> _EXERCISE 1_
In the transcript about COBOL coders below, roughly how many IT veterans are on the Cobol Cowboys list?

[Start of DOCUMENT TEXT]

BOBBY ALLYN, BYLINE: Situated in North Texas in what he calls up here in horse country, Bill Hinshaw's phone has been ringing nonstop.


BILL HINSHAW: Cobol Cowboys, this is Bill.

ALLYN: Cobol Cowboys - that's the name of the group that 78-year-old Hinshaw runs. It has a list of some 350 IT veterans around the country who know how to use this 1960s computer language. So states are turning to Hinshaw.

HINSHAW: Basically, when Cobol Cowboys gets most of its calls, it's on an urgent SOS.

ALLYN: Such a distress signal was sent by New Jersey Governor Phil Murphy at a press conference earlier this month.


PHIL MURPHY: Not only do we need health care workers, but given the legacy systems, we should add a page for cobalt computer skills because that's what we're dealing with.

ALLYN: He meant to say COBOL - C-O-B-O-L - but it's from the Eisenhower era, so cut the governor some slack. The dusty software language has recently prompted not just New Jersey, but also Connecticut and Kansas to search for COBOL coders. IBM announced free COBOL training seminars to bring young computer whizzes up to speed. Hinshaw says it isn't hard to learn if you're willing to time travel.

[End of DOCUMENT TEXT]

> _EXERCISE 2_
Display each line of the listing that contains the string "fence". Case counts.

[Start of EXTRACTED DATA]

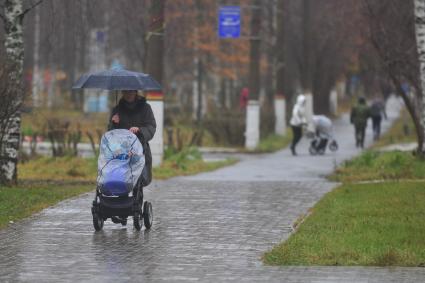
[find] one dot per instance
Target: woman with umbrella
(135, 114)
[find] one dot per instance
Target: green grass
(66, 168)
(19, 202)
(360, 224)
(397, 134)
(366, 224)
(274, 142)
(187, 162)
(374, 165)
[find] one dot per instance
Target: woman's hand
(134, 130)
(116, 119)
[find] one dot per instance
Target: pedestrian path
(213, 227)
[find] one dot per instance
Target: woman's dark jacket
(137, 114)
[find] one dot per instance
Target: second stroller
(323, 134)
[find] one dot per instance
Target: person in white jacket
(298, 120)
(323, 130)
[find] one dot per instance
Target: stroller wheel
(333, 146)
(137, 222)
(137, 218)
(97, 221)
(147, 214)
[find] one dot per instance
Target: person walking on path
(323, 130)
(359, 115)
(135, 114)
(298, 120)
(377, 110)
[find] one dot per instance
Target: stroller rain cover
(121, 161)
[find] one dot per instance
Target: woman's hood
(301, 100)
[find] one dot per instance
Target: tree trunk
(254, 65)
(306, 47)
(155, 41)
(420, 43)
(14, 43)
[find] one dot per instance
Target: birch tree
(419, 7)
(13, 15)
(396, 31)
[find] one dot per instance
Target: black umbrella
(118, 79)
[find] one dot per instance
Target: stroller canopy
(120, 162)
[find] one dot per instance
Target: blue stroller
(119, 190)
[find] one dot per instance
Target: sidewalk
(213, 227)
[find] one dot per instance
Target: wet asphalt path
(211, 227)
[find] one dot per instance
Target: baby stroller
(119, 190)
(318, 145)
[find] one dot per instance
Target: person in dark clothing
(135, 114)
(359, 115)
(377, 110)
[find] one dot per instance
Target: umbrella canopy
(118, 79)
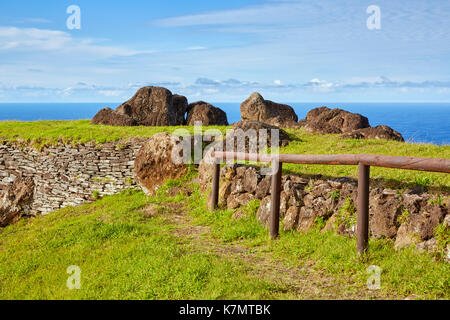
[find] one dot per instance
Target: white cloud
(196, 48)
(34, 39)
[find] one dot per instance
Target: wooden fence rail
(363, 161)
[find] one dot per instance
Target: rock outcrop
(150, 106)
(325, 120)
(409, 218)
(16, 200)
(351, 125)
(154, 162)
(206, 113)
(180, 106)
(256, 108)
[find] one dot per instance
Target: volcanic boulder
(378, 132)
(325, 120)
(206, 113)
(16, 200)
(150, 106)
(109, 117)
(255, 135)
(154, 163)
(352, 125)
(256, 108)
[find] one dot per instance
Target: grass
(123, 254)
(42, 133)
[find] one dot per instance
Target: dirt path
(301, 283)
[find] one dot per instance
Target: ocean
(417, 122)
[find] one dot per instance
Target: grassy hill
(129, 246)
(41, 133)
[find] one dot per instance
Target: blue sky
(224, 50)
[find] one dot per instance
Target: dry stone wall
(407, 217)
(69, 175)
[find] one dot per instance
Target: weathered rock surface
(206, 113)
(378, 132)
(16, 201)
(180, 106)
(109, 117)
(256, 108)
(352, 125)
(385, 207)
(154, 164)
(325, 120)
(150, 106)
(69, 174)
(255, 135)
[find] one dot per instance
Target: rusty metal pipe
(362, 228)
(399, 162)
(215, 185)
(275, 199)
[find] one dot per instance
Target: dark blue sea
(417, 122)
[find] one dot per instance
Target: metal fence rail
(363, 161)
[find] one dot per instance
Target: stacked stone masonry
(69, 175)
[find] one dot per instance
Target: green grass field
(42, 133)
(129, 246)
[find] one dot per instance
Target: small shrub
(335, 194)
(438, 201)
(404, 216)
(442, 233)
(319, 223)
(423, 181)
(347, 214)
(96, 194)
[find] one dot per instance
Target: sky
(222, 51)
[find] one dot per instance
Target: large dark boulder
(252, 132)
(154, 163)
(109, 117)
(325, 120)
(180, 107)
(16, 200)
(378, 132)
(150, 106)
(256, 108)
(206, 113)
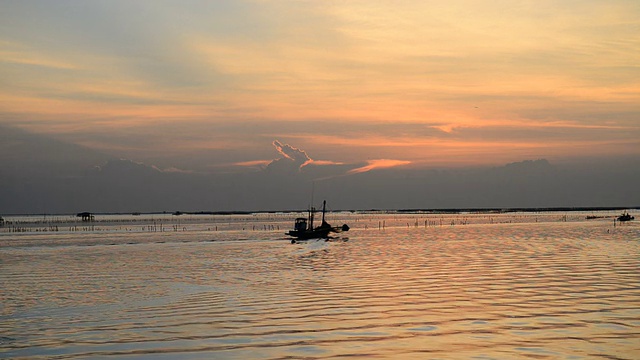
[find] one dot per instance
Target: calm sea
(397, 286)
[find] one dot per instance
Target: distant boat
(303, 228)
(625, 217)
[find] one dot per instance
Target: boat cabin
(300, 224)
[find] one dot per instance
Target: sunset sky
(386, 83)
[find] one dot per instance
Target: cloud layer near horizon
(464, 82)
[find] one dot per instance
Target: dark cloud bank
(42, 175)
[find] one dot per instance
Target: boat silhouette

[End of EXTRACTED DATA]

> _RESPONSE 1_
Some 350.

> _RESPONSE 2_
Target: wooden fence rail
Target: metal fence rail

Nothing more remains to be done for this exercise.